## PASSAGE TO READ
Our pipeline looks like this:
StringIndexer
- Convert our tags from string tags to integer labels
BsTextExtractor
- Our custom Transformer to extract out HTML tags
RegexTokenizer
- Tokenize our posts into words, keeping only alphanumerical characters and some other select characters (e.g. we want to keep # or + so that any posts that mention c# or c++ maintain these as whole tokens)
StopWordsRemover
- Removes common stop words that are frequently occurring in the English language and would not necessarily provide any additional information when attempting to separate classes
CountVectorizer
- Our TF-IDF (Term Frequency-Inverse Document Frequency) is split up into 2 parts here, a TF transformer (CountVectorizer) and an IDF transformer (IDF). The CountVectorizer counts the number of words in the post that appear in at least 4 other posts. This is because words that appear in fewer posts than this are likely not to be applicable (e.g. variable names).
IDF
- Inverse Document Frequency. Combined with the CountVectorizer, this provides a statistic that indicates how important a word is relative to other documents. If a word appears regularly in a document and also appears regularly in other documents, it is likely it has no predictive power towards classification. However, if a term appears in
- E.g. if the words “set”, “query” or “dynamic” appears regularly in one class, but also appears regularly across classes, it won’t necessarily provide additional information when trying to classify documents
- Conversely, the words “npm” or “maven” might appear disproportionately frequently in questions about JavaScript or Java, respectively
LogisticRegression
- Our estimator. A multinomial logistic regression estimator is used as the model to classify documents into one of our given classes.
from pyspark.ml import Pipeline
from pyspark.ml.classification import LogisticRegression, OneVsRest
from pyspark.ml.feature import IDF, StringIndexer, StopWordsRemover, CountVectorizer
import nltk
nltk.download('stopwords')
stop_words = list(set(stopwords.words('english')))

## RECORD EXTRACTS
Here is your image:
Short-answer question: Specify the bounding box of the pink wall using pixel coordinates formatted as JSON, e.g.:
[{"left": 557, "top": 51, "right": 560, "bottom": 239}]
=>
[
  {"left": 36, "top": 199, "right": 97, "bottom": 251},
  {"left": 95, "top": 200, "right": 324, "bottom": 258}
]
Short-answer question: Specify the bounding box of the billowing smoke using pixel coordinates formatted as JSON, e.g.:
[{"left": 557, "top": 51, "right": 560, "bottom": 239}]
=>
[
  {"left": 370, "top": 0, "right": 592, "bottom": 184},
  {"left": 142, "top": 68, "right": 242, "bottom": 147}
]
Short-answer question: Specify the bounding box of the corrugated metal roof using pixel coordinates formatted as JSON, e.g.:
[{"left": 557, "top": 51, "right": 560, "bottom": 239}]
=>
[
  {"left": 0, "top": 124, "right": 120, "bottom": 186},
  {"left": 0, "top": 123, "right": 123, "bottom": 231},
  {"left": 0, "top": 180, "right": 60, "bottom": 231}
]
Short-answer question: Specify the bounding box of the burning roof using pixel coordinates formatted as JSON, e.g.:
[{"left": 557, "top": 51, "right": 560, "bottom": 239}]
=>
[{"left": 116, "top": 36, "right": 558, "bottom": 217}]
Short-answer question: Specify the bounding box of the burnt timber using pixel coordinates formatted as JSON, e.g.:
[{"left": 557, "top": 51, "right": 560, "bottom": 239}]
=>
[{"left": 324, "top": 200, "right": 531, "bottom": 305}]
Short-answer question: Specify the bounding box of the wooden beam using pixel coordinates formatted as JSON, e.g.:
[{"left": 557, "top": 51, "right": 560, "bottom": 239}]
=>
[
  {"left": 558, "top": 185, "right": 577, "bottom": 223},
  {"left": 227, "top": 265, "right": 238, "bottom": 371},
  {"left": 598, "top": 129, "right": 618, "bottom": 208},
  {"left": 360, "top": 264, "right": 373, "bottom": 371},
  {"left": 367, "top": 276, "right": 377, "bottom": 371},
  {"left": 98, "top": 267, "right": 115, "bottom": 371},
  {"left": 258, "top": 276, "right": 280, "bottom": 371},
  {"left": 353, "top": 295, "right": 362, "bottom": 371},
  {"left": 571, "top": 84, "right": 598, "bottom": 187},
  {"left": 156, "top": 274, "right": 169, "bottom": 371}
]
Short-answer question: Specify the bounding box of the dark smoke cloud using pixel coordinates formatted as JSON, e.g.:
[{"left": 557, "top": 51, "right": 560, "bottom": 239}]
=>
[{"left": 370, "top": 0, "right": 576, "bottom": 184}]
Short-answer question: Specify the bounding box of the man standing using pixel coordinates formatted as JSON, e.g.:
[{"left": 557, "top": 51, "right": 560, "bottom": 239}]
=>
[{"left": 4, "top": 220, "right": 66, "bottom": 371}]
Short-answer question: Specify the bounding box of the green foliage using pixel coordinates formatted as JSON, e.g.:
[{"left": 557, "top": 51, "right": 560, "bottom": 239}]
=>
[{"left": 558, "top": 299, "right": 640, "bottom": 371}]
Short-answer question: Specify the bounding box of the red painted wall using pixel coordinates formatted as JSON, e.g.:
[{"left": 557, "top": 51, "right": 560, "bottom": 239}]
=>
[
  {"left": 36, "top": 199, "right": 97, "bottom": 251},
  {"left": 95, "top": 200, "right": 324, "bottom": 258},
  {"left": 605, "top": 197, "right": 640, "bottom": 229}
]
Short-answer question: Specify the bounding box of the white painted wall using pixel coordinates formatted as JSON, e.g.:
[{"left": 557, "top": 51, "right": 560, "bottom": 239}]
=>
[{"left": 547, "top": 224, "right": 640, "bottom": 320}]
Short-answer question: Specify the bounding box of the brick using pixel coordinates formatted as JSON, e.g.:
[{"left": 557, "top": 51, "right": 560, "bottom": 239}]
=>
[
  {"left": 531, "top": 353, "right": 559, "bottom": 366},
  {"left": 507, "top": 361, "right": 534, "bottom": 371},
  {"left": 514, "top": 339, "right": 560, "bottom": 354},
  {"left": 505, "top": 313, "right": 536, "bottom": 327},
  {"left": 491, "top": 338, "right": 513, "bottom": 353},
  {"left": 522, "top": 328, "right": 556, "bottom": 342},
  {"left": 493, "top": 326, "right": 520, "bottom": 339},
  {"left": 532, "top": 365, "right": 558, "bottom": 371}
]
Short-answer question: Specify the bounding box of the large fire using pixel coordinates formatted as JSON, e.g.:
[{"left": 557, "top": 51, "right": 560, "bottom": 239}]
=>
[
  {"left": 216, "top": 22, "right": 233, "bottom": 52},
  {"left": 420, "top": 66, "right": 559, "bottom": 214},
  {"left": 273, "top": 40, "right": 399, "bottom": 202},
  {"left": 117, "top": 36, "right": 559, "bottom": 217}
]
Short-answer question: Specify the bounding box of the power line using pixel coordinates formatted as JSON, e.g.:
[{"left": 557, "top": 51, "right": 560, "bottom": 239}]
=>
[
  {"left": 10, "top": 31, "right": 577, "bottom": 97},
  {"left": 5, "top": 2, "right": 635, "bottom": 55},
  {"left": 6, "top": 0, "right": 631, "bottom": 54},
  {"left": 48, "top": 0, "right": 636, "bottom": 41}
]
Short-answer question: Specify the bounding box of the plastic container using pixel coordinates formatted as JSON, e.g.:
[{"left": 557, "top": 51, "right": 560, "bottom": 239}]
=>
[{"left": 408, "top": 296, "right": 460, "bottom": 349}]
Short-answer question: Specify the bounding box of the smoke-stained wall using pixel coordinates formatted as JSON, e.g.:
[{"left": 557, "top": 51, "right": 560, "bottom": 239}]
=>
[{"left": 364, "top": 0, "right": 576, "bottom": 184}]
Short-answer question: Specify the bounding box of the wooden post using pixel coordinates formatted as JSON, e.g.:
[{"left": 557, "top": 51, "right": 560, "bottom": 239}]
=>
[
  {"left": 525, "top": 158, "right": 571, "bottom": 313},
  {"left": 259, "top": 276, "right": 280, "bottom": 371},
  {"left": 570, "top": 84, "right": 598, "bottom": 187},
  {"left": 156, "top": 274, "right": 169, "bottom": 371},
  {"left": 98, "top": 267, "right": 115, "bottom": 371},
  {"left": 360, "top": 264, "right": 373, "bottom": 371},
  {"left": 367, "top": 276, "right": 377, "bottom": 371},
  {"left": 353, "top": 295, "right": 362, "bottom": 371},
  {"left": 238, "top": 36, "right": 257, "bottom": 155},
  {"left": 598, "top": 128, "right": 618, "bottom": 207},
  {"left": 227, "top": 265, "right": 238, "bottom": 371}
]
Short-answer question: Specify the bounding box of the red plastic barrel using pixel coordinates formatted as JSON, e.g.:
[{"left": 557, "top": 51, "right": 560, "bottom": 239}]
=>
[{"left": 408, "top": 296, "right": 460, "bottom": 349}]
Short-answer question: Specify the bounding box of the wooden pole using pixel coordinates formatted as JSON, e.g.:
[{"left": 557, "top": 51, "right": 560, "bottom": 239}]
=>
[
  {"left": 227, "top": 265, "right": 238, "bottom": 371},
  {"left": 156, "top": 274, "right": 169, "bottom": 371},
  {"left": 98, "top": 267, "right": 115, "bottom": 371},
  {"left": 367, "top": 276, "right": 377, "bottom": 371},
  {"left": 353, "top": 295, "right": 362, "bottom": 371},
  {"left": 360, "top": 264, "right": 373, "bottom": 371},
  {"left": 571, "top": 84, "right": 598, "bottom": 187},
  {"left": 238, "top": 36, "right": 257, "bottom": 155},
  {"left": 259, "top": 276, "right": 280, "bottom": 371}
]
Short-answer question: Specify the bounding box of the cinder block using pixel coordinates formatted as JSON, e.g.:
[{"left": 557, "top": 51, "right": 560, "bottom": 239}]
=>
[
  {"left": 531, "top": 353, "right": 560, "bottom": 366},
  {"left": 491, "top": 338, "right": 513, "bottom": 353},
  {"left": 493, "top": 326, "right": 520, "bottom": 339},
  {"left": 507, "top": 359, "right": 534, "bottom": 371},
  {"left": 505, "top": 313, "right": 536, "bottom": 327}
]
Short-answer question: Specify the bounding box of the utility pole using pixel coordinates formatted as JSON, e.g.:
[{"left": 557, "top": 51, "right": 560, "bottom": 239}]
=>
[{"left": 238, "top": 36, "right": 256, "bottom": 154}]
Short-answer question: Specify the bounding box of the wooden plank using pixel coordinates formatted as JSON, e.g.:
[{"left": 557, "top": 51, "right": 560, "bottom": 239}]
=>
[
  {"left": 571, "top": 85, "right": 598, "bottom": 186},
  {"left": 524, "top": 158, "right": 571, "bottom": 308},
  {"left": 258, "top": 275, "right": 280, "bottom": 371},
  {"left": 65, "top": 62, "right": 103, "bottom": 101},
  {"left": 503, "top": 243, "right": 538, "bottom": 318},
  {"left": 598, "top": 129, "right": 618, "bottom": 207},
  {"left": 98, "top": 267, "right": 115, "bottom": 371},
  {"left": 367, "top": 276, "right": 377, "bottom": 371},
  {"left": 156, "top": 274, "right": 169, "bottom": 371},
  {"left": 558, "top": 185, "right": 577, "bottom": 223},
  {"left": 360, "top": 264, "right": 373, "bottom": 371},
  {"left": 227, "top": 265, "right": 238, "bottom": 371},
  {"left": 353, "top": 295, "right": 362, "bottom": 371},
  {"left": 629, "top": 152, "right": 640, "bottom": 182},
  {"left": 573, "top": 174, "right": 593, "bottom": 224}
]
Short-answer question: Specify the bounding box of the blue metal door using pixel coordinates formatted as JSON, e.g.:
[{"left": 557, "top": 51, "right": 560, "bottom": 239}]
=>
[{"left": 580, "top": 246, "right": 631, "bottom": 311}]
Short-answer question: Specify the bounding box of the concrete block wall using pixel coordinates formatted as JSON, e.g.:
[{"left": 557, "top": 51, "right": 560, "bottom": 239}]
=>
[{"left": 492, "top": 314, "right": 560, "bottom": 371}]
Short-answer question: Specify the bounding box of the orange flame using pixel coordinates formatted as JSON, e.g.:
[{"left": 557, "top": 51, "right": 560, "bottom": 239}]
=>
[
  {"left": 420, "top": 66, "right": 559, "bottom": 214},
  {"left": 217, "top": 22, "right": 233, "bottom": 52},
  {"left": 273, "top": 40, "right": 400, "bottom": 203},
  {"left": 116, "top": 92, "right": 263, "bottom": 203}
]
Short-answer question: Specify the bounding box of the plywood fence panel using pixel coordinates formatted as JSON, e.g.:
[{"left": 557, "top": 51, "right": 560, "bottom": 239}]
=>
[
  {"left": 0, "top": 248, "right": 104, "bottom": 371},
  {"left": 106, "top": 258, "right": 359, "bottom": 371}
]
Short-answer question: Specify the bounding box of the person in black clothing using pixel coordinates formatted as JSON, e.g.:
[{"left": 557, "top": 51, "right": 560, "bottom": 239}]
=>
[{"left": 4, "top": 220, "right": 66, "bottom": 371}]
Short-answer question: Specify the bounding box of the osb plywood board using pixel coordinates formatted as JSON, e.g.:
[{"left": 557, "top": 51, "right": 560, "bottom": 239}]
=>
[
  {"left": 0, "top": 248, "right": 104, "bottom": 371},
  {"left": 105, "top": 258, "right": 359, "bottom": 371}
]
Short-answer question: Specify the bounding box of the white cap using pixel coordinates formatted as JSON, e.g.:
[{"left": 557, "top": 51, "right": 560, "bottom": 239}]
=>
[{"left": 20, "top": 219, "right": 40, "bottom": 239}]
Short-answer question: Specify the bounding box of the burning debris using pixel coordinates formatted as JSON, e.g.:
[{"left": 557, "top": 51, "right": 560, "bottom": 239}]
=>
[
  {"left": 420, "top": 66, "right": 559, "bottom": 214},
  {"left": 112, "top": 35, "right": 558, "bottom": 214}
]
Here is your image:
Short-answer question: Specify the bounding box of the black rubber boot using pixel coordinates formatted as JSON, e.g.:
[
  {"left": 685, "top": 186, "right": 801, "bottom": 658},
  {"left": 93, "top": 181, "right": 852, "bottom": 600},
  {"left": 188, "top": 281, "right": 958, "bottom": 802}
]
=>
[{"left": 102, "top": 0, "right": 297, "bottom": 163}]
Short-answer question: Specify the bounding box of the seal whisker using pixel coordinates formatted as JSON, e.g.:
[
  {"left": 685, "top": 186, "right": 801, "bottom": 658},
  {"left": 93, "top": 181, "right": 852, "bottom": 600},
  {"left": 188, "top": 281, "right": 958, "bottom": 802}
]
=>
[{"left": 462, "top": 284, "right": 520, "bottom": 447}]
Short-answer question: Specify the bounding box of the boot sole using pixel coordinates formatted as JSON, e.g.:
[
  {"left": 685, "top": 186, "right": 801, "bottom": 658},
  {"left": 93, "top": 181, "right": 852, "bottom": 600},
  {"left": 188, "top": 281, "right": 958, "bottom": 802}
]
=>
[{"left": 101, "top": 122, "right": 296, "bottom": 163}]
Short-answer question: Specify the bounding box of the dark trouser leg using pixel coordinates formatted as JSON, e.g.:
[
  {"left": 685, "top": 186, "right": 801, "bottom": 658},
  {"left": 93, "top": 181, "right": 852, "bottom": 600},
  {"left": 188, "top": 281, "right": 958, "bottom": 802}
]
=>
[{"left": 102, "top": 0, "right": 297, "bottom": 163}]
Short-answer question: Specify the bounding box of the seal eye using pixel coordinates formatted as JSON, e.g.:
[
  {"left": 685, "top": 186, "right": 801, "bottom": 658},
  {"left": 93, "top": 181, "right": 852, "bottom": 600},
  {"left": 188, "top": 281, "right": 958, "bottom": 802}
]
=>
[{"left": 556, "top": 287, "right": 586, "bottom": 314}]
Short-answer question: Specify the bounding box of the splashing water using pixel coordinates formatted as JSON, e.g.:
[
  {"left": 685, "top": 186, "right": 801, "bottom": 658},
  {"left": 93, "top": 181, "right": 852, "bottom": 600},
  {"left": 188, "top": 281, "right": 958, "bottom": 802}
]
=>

## TO DO
**A.** In the pipeline passage, how many other posts must a word appear in for the CountVectorizer to count it?
**B.** Go on with the pipeline passage from its final line.
The listing is separate material, unrelated to the pipeline passage.

## REPLIES
**A.** At least 4 other posts.

**B.**
label_stringIdx = StringIndexer(inputCol="tags", outputCol="label")
bs_text_extractor = BsTextExtractor(inputCol="post", outputCol="untagged_post")
regex_tokenizer = RegexTokenizer(inputCol=bs_text_extractor.getOutputCol(), outputCol="words", pattern="[^0-9a-z#+_]+")
stopword_remover = StopWordsRemover(inputCol=regex_tokenizer.getOutputCol(), outputCol="filtered_words").setStopWords(
stop_words)
count_vectorizer = CountVectorizer(inputCol=stopword_remover.getOutputCol(), outputCol="countFeatures", minDF=5)
idf = IDF(inputCol=count_vectorizer.getOutputCol(), outputCol="features")
lr = LogisticRegression(featuresCol=idf.getOutputCol(), labelCol="label")
pipeline = Pipeline(stages=[
label_stringIdx,
bs_text_extractor,
regex_tokenizer,
stopword_remover,
count_vectorizer,
idf,
lr])
Now that we’ve defined our pipeline, let’s fit it to our training DataFrame trainDF
:
model = pipeline.fit(trainDF)
We’ll evaluate how well our fitted pipeline performs by then transforming our test DataFrame testDF
to get predicted classes.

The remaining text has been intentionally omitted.